**GIVEN TASK**
Copy out the lines below unchanged, starting with the line that contains "Query: cobblestone wall" and going on through the line that contains "Give the mask of the cobblestone", both of those lines included.

Image segmentation entries:
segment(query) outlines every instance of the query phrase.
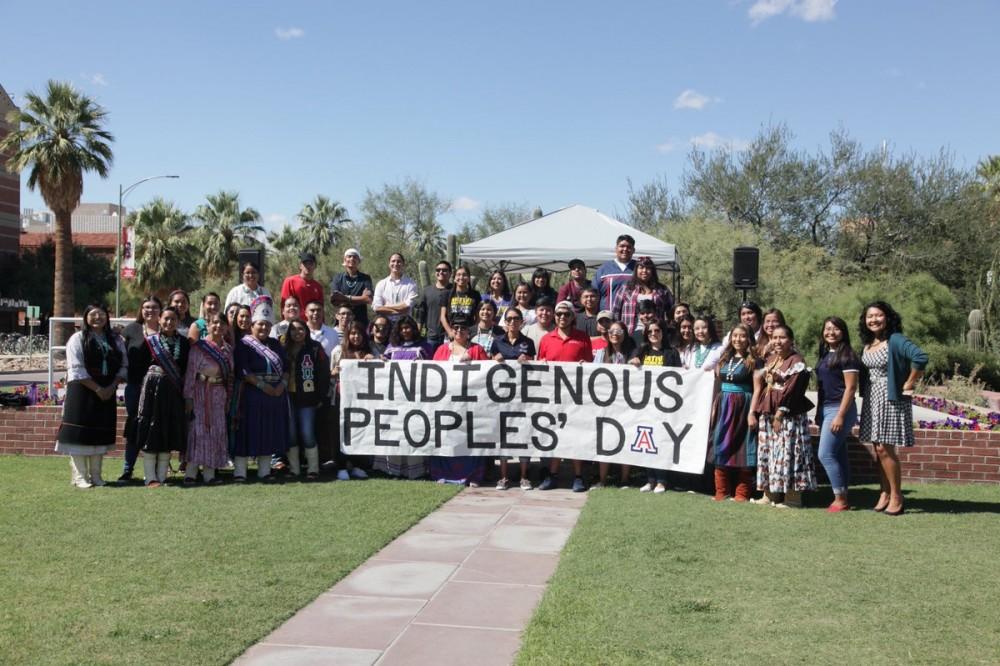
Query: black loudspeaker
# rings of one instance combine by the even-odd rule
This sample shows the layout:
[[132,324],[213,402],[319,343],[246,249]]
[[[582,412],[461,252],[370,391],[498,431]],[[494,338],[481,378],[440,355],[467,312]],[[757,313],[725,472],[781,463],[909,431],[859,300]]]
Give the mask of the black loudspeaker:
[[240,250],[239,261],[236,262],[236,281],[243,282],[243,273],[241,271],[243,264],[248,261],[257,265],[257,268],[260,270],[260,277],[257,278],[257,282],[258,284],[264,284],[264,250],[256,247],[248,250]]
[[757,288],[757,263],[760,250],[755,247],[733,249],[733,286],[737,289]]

* * *

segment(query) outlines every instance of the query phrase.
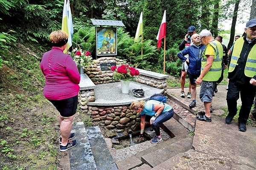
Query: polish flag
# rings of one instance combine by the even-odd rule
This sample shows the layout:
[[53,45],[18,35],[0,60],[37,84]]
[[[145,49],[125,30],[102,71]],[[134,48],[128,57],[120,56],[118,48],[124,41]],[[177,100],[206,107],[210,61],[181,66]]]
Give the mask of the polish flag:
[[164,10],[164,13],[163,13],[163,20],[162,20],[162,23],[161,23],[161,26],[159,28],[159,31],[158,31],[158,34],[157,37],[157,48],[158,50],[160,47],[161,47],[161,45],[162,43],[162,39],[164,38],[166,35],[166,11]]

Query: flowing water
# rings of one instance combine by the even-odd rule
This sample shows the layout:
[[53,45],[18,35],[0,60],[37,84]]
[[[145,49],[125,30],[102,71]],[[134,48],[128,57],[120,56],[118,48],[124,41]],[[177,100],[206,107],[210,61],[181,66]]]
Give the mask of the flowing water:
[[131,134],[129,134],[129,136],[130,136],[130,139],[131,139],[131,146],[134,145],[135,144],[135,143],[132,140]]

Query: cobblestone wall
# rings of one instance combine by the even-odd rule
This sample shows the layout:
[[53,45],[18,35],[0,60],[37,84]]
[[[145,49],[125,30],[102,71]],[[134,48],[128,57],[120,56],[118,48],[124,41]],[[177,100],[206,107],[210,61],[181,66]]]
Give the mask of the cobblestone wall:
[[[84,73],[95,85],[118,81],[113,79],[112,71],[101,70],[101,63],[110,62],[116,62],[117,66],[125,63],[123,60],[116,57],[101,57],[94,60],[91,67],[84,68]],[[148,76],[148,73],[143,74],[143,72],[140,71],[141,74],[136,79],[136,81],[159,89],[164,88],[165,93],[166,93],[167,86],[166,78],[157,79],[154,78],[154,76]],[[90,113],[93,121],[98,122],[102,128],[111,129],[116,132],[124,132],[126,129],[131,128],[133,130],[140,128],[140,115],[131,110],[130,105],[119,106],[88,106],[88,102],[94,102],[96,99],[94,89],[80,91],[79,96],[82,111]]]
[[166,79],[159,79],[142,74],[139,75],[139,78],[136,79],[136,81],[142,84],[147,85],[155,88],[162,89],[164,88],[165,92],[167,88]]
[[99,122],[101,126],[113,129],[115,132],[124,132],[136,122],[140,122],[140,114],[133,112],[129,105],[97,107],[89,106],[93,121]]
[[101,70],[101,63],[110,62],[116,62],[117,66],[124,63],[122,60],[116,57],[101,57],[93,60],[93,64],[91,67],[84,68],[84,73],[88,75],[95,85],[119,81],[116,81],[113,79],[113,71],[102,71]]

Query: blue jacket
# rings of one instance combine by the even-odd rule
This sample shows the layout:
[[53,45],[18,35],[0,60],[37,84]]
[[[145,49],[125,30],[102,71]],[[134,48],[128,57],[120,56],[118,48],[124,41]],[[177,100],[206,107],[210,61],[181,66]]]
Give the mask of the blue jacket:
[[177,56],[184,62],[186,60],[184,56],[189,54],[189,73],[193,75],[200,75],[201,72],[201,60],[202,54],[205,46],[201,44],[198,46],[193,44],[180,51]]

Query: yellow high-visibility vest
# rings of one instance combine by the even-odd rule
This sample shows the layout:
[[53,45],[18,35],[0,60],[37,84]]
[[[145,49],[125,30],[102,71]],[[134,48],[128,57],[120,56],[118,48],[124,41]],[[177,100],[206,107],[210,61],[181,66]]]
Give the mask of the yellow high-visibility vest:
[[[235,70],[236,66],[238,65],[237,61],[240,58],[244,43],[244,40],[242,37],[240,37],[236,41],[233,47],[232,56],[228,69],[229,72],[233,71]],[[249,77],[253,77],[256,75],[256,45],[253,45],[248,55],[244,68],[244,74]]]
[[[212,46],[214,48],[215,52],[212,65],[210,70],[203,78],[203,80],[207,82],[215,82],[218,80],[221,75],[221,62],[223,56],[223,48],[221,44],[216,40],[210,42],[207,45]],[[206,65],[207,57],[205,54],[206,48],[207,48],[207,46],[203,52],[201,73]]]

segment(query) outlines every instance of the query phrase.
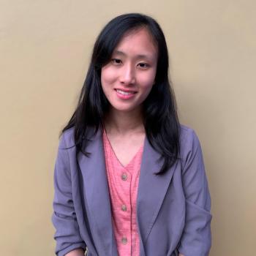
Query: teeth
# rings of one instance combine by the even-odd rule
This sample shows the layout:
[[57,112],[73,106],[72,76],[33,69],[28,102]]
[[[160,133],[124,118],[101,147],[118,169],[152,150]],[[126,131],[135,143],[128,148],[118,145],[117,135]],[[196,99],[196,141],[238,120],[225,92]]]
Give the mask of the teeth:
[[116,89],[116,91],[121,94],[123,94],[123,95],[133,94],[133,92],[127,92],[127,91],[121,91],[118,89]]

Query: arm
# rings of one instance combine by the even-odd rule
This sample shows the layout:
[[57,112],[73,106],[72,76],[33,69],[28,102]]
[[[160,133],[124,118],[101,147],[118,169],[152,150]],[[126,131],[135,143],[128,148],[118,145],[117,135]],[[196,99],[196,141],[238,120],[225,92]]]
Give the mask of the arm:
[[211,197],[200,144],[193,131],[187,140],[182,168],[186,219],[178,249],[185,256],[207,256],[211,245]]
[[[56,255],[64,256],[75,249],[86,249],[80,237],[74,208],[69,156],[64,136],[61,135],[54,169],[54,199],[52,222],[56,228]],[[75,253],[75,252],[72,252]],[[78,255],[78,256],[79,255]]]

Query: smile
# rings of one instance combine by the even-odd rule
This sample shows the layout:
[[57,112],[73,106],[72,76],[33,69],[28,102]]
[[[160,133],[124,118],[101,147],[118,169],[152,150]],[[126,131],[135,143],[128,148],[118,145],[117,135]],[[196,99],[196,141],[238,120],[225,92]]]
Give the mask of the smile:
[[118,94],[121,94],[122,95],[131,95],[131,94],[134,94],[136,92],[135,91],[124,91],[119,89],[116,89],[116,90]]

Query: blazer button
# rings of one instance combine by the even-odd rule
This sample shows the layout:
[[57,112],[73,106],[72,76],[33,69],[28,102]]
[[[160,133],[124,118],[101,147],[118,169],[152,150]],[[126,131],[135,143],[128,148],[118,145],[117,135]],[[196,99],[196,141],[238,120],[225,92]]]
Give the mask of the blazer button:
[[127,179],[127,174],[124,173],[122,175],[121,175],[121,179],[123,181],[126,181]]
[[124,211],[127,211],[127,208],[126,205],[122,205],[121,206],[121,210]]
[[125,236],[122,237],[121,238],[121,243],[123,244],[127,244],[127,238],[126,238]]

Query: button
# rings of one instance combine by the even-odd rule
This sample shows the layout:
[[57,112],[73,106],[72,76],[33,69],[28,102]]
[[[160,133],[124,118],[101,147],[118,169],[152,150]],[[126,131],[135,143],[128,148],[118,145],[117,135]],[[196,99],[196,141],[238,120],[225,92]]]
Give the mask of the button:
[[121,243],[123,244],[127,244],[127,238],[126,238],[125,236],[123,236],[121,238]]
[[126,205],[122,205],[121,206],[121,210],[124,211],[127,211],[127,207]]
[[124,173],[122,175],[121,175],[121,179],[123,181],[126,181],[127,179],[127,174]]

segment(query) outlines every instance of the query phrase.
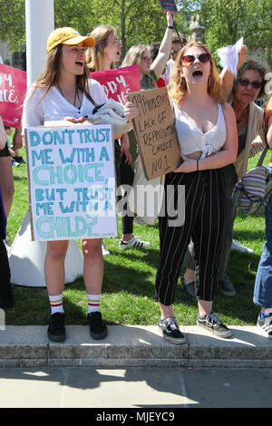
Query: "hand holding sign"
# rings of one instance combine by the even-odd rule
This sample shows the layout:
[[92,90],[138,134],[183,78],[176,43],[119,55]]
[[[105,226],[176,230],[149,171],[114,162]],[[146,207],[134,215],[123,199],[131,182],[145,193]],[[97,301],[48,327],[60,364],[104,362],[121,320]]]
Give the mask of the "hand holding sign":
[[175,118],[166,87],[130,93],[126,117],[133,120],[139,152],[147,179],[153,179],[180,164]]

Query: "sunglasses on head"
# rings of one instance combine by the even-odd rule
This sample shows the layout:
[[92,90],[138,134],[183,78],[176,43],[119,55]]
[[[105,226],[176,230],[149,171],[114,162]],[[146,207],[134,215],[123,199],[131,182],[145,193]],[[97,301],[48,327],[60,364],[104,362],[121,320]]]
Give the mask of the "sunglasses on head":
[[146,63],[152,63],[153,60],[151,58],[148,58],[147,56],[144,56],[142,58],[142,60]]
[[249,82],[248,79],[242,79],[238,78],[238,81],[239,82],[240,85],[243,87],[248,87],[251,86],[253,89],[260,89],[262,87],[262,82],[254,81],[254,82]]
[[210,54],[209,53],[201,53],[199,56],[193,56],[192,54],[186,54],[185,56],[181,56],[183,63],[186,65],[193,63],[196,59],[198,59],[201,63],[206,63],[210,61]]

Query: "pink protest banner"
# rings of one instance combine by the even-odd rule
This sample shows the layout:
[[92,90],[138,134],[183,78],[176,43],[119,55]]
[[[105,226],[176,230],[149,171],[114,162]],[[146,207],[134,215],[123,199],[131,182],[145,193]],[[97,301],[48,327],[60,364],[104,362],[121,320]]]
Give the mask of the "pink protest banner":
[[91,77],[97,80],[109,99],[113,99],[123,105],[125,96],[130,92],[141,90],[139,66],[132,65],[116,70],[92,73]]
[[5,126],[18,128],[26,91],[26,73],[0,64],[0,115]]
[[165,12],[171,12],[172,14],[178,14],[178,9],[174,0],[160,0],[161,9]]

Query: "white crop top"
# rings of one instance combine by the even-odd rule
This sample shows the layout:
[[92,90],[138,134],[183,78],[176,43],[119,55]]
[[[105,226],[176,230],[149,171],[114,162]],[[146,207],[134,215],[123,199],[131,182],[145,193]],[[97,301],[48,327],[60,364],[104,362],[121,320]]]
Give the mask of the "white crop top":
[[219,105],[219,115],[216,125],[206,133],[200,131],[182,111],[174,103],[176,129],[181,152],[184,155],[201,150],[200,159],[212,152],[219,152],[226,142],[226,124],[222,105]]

**COMPLETE OUTPUT**
Query: cobblestone wall
# rings of one instance combine by the even-odd rule
This sample shows the layout:
[[53,45],[18,35],[0,60],[37,84]]
[[[145,49],[125,30],[102,71]],[[134,48],[128,57],[120,56],[118,48],[124,41]],[[177,100],[206,107],[210,61],[181,66]]]
Give the mask of the cobblestone wall:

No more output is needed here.